Passage:
BEGIN

He wasn’t joking. There aren’t enough reviewers. If Large Language Models keep mass-producing papers, the whole thing snaps.

The Gray Area

Paper mills have been around for a decade. Black-market operations selling authorship to desperate doctors or academics wanting a CV boost. Publishers and science sleuths played whack-a-mole. Close one hole. The mills dug another.

Early generative AI helped them dodge plagiarism checks by spinning text and faking images. But those fakes were sloppy. Rats with absurdly large genitals labeled “testtomcels.” Prose left with “as an AI assistant.” Easy to spot.

Now the tools have matured.

AI can write a convincing paper almost on autopilot. Desperate researchers don’t even need a paper mill. They can just run their own. The result is deluge.

Matt Spick at the University of Surrey noticed the shift. He got three papers analyzing the US NHANES dataset. They were strikingly similar. He checked Google Scholar. An explosion. All of them mining public data for tiny correlations. Does eating walnuts help your brain? Does skim milk cause depression?

END

(Natural-language region descriptions)
BEGIN

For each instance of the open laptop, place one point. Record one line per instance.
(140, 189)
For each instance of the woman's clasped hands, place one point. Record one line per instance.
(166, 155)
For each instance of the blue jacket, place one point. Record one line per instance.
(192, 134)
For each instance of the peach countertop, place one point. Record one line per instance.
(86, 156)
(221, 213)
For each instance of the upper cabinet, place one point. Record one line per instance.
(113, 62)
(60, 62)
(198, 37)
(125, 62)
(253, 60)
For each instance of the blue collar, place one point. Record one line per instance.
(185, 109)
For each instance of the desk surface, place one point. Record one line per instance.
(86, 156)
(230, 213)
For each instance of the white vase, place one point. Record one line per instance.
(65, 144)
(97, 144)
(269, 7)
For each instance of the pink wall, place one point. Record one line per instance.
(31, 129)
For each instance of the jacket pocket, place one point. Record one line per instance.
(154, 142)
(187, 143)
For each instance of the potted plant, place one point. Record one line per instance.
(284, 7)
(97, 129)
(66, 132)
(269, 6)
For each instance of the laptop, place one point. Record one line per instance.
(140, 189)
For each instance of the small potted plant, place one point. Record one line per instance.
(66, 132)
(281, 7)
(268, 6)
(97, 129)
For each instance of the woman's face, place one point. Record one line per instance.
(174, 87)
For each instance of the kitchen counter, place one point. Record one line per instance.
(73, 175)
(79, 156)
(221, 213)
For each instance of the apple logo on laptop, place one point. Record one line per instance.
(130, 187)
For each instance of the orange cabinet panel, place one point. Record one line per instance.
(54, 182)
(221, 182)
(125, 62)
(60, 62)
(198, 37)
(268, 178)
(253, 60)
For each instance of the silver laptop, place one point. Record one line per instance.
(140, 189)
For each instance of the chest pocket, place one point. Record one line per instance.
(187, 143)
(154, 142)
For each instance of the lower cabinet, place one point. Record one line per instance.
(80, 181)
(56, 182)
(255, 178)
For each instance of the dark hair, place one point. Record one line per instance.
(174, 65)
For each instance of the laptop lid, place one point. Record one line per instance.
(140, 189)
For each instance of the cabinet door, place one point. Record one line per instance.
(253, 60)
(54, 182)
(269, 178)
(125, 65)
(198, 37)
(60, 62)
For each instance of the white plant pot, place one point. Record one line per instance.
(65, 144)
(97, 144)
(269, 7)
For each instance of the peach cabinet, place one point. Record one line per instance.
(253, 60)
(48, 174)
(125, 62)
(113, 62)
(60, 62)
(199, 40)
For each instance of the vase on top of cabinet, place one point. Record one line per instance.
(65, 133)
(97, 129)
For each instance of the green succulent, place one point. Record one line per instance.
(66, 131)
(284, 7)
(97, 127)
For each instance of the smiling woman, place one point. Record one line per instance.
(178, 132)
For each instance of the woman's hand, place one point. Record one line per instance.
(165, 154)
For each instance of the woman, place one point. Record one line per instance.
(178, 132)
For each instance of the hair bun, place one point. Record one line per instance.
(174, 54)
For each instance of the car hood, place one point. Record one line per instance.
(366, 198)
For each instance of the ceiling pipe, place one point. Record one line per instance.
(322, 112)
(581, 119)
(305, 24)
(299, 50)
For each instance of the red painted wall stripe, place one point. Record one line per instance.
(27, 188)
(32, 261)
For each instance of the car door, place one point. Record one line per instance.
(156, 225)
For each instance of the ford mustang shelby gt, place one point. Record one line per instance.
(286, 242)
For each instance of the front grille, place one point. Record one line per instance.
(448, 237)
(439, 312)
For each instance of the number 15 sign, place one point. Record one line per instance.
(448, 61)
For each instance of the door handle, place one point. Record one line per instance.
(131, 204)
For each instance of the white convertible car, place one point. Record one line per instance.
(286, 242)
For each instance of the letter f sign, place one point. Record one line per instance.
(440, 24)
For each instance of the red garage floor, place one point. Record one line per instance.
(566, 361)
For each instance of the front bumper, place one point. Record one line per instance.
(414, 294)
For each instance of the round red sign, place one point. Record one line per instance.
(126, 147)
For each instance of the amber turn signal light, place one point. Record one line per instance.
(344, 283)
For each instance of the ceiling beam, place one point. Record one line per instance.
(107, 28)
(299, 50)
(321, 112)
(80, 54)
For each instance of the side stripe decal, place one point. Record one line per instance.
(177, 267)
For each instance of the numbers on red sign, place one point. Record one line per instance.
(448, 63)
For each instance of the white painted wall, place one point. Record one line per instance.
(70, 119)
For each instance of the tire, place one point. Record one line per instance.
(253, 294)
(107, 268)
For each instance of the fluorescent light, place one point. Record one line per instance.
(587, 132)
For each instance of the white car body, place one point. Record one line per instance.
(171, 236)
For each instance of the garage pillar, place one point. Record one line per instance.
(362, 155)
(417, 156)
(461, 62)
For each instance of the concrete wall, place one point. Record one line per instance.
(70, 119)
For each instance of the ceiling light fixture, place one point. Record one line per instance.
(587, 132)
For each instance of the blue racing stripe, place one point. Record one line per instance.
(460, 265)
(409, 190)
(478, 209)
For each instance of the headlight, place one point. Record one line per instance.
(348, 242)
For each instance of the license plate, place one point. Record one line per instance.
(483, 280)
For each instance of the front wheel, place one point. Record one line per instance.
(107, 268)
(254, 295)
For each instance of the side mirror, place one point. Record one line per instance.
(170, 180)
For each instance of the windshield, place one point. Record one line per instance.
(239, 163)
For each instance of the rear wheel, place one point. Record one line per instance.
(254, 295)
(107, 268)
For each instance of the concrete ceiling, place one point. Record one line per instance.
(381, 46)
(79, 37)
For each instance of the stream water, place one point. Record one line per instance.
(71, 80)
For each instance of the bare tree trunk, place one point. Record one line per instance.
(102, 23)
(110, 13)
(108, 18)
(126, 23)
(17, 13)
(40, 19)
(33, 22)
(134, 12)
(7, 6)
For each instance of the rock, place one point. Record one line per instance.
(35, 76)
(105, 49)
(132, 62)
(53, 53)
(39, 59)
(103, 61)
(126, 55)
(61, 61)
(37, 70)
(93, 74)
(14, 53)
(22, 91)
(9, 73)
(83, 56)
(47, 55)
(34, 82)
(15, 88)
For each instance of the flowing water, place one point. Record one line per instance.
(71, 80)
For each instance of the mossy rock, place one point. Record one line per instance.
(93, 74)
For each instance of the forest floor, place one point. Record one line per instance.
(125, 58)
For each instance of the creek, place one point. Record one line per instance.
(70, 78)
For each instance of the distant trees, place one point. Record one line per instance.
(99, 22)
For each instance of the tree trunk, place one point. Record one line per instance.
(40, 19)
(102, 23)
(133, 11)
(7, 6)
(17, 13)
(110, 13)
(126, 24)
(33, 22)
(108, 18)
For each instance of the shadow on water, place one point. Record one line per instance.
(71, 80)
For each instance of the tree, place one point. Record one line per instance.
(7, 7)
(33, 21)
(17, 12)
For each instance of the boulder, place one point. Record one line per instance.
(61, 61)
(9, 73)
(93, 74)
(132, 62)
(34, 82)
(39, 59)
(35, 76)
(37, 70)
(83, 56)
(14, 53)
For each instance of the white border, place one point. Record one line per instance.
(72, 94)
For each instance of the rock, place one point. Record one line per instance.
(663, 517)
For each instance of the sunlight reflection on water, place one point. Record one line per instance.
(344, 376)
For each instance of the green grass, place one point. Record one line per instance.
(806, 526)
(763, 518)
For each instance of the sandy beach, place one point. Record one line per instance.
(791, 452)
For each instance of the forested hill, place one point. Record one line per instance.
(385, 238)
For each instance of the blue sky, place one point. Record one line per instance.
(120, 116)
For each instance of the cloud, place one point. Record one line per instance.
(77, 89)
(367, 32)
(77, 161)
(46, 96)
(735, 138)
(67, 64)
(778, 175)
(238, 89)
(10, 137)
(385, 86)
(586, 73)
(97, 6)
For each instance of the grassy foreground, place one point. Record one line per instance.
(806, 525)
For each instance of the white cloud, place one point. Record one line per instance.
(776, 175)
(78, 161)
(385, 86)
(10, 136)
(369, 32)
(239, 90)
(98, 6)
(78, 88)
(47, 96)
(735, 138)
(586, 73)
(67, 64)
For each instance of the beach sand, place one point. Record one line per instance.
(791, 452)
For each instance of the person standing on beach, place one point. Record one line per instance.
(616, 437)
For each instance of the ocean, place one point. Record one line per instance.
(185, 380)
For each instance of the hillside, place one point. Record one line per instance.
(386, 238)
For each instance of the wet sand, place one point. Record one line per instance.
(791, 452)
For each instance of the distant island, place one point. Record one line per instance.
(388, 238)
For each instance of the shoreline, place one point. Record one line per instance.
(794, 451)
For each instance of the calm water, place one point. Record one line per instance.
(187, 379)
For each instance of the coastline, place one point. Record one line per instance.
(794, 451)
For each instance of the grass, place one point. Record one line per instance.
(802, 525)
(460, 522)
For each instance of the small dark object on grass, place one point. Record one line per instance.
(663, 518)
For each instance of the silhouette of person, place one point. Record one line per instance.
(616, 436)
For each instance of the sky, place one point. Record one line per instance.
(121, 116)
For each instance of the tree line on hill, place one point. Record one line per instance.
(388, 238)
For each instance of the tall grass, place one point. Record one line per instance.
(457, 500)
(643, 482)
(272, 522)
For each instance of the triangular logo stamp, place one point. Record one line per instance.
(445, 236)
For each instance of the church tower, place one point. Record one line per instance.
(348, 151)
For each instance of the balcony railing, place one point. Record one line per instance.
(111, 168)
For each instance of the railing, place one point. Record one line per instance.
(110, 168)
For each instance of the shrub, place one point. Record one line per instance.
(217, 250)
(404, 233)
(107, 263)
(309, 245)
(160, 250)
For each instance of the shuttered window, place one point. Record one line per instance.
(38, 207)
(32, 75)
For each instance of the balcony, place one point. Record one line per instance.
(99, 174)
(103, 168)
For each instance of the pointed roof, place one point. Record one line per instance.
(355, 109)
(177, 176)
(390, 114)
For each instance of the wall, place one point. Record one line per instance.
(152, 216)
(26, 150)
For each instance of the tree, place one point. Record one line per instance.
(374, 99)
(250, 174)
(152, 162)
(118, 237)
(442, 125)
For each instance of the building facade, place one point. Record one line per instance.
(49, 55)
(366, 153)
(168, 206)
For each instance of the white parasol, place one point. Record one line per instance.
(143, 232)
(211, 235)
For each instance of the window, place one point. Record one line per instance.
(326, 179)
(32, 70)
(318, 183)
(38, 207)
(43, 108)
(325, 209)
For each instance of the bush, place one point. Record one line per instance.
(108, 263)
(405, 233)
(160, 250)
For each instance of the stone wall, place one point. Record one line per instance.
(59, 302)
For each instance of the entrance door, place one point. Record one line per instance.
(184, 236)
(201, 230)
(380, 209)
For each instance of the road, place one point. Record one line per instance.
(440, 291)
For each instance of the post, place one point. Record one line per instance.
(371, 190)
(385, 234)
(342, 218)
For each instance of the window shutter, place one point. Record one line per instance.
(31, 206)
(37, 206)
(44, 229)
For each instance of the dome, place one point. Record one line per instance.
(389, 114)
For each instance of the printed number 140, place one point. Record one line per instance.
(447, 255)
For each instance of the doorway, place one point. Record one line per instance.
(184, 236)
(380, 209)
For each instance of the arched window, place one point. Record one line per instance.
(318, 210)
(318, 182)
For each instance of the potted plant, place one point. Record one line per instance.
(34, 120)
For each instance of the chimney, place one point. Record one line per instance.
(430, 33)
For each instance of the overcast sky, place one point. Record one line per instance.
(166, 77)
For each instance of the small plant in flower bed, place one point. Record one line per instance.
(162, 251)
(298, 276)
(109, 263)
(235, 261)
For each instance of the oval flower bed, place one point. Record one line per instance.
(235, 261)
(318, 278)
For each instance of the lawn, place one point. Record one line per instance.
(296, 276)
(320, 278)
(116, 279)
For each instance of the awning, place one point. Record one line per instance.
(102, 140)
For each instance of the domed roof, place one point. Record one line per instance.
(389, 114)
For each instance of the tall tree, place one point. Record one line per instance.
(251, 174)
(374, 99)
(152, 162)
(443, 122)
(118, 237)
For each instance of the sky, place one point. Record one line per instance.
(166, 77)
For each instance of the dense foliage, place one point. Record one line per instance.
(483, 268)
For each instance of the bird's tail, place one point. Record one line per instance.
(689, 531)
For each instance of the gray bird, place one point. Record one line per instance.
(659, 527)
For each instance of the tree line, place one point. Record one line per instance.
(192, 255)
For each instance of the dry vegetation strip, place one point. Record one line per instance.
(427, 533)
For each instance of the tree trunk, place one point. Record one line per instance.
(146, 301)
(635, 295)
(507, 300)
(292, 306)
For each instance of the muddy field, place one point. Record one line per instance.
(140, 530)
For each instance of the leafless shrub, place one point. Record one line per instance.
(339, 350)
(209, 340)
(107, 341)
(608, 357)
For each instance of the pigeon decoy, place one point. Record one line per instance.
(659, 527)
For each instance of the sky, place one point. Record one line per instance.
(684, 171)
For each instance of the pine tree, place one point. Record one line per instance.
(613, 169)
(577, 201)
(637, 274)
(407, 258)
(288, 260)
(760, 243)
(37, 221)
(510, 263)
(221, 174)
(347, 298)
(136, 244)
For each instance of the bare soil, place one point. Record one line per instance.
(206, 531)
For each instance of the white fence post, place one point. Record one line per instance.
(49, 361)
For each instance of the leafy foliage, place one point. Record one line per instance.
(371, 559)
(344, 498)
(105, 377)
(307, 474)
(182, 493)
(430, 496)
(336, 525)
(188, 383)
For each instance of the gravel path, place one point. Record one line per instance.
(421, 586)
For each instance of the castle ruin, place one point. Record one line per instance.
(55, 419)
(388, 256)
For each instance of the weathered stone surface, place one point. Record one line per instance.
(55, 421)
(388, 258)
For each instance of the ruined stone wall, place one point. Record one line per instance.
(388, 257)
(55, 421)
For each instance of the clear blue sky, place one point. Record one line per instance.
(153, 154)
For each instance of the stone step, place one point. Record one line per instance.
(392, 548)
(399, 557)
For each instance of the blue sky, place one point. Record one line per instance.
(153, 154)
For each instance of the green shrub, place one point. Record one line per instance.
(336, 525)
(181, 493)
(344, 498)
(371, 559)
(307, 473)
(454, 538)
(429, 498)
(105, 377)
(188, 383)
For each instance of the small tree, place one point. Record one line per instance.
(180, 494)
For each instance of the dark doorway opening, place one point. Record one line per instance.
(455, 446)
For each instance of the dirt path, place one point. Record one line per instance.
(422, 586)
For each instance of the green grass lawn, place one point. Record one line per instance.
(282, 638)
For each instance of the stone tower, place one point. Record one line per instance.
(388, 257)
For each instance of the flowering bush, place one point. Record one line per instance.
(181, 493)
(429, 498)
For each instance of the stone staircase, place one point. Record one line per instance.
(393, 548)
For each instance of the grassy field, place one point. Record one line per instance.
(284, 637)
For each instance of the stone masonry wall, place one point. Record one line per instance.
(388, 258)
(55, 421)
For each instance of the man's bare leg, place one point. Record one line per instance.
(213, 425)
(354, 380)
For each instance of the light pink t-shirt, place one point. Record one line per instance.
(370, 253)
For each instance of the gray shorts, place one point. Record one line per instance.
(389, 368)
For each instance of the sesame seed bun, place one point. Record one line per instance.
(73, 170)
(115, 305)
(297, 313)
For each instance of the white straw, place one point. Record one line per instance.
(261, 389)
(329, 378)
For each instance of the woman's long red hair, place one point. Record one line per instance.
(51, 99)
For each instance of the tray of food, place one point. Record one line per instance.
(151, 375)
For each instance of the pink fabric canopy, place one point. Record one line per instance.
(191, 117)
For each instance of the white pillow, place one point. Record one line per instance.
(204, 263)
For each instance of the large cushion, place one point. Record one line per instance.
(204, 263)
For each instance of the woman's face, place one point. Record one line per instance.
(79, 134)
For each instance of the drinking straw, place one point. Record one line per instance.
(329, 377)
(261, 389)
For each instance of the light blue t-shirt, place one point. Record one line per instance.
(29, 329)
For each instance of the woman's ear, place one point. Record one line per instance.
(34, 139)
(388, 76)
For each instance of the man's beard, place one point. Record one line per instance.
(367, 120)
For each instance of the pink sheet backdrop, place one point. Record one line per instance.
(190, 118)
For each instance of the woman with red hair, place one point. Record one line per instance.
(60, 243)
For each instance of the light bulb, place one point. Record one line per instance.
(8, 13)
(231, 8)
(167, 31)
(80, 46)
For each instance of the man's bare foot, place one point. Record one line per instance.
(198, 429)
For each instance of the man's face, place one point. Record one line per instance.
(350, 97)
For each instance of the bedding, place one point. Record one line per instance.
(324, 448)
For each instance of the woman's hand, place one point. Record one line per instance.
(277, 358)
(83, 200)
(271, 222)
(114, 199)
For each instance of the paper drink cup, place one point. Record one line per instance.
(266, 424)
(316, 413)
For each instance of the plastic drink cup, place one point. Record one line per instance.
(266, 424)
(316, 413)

END

Task statement: Copy out the full passage about AI-written papers and paper mills, word for word. You won't need the items to do this.

Result:
He wasn’t joking. There aren’t enough reviewers. If Large Language Models keep mass-producing papers, the whole thing snaps.

The Gray Area

Paper mills have been around for a decade. Black-market operations selling authorship to desperate doctors or academics wanting a CV boost. Publishers and science sleuths played whack-a-mole. Close one hole. The mills dug another.

Early generative AI helped them dodge plagiarism checks by spinning text and faking images. But those fakes were sloppy. Rats with absurdly large genitals labeled “testtomcels.” Prose left with “as an AI assistant.” Easy to spot.

Now the tools have matured.

AI can write a convincing paper almost on autopilot. Desperate researchers don’t even need a paper mill. They can just run their own. The result is deluge.

Matt Spick at the University of Surrey noticed the shift. He got three papers analyzing the US NHANES dataset. They were strikingly similar. He checked Google Scholar. An explosion. All of them mining public data for tiny correlations. Does eating walnuts help your brain? Does skim milk cause depression?